## O que se pede
Transcreva, sem nenhuma alteração, a parte do trecho sobre a reserva de fluxo fracionado que começa em "A premissa central" e vai até "adoção da FFR.".

## Trecho do documento
Avaliação Fisiológica Invasiva: Do Binário ao Contínuo

Autores:

Daniel Chamié,
Alexandre Abizaid

ARTIGO ORIGINAL

Arquivos Brasileiros de Cardiologia

versão impressa ISSN 0066-782Xversão On-line ISSN 1678-4170

Arq. Bras. Cardiol. vol.114 no.2 São Paulo fev. 2020 Epub 20-Mar-2020

https://doi.org/10.36660/abc.20200054

Descrita por Pijls et al. em 1993 e embasada por extensa validação e dados clínicos robustos, a reserva de fluxo fracionado (FFR, do inglês fractional flow reserve) foi incorporada às diretrizes de revascularização miocárdica para guiar a necessidade de revascularização de estenoses angiograficamente intermediárias em pacientes com doença arterial coronária (DAC) estável.1-3 Os argumentos mais amplos para tal decisão são: (1) a angiografia coronária, por apresentar uma complexa estrutura tridimensional como um luminograma planar, padece de conhecidas limitações,4,5, além de possuir alta variabilidade para quantificação da gravidade de estenoses6 e baixa capacidade em predizer o significado funcional de uma estenose coronária epicárdica,7 e (2) a revascularização de estenoses coronárias estáveis apenas com base na gravidade da redução luminal determinada pela angiografia coronária não resulta em melhora de eventos cardiovasculares adversos em comparação com o tratamento clínico otimizado8 ou contra a revascularização apenas de lesões funcionalmente significativas.9-11

A premissa central da fisiologia coronária invasiva é identificar a isquemia miocárdica com resolução espacial superior (por vaso) à dos métodos não invasivos (por território), auxiliando a seleção de estenoses (e, portanto, de pacientes) mais propensas a se beneficiarem da revascularização. No entanto, apesar dos benefícios clínicos e recomendações em diretrizes, a adoção da FFR na prática clínica permanece baixa (< 10%) na grande maioria dos laboratórios de cateterismo ao redor do globo. Custo, acréscimo de tempo ao procedimento, desconforto dos pacientes ao estímulo hiperêmico ou contra-indicações à utilização da adenosina, bem como dificuldades de interpretação dos traçados fisiológicos em algumas situações anatômicas (p. ex. lesões em série/difusas) são algumas das explicações para a baixa adoção da FFR.

## Entradas exibidas
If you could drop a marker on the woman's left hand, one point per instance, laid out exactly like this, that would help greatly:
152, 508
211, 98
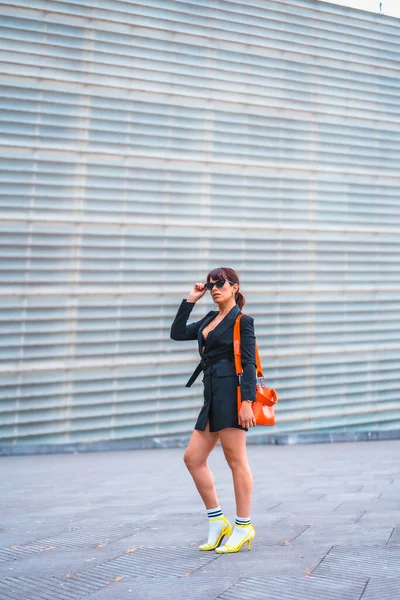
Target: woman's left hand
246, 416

---

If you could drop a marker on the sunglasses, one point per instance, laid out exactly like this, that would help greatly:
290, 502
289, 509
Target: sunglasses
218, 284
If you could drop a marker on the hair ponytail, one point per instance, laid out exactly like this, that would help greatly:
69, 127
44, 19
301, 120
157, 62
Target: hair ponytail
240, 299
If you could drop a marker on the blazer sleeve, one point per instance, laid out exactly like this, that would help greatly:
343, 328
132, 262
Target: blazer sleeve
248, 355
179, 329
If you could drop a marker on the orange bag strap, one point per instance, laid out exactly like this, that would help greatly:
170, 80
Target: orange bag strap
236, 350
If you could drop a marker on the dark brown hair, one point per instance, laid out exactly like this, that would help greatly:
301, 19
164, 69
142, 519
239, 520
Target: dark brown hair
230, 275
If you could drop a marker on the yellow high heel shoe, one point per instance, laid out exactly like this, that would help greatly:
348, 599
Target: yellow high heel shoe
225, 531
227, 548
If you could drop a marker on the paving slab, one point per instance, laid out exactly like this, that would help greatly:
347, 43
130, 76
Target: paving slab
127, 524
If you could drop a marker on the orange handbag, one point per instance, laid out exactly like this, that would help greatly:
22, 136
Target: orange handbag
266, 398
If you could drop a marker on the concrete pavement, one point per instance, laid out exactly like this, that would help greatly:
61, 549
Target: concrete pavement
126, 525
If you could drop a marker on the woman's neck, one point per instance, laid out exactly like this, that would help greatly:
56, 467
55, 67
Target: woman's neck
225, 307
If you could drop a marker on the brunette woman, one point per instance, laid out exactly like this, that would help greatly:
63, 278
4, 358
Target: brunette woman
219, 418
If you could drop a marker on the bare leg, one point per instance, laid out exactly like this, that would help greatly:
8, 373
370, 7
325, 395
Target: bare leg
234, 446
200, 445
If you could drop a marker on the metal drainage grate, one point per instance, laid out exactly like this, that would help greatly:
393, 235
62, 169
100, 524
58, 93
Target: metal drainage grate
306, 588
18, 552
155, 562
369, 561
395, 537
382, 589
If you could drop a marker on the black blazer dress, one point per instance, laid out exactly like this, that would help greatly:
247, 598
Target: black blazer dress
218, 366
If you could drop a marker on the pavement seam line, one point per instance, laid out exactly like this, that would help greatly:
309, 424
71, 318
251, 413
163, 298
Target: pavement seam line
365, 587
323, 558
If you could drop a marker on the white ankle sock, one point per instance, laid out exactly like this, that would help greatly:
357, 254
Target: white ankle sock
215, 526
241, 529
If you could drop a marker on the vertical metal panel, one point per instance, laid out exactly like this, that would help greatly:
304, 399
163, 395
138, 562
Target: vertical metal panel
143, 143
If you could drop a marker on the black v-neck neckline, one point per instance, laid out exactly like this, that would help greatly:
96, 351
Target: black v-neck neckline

...

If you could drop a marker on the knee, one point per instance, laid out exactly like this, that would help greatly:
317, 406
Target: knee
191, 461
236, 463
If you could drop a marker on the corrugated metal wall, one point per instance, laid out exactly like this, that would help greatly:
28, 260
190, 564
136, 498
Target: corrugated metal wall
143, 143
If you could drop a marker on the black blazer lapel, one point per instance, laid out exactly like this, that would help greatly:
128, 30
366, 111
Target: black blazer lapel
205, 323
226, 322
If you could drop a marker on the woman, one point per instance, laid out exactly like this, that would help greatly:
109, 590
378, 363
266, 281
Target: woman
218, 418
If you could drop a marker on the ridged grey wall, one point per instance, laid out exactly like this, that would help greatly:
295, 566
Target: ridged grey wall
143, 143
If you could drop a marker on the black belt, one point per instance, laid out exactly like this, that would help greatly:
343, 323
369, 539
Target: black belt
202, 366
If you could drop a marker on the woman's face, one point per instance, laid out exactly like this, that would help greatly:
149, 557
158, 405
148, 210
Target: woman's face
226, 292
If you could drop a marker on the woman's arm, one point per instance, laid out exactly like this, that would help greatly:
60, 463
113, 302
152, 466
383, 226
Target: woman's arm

## Tarefa concluída
A premissa central da fisiologia coronária invasiva é identificar a isquemia miocárdica com resolução espacial superior (por vaso) à dos métodos não invasivos (por território), auxiliando a seleção de estenoses (e, portanto, de pacientes) mais propensas a se beneficiarem da revascularização. No entanto, apesar dos benefícios clínicos e recomendações em diretrizes, a adoção da FFR na prática clínica permanece baixa (< 10%) na grande maioria dos laboratórios de cateterismo ao redor do globo. Custo, acréscimo de tempo ao procedimento, desconforto dos pacientes ao estímulo hiperêmico ou contra-indicações à utilização da adenosina, bem como dificuldades de interpretação dos traçados fisiológicos em algumas situações anatômicas (p. ex. lesões em série/difusas) são algumas das explicações para a baixa adoção da FFR.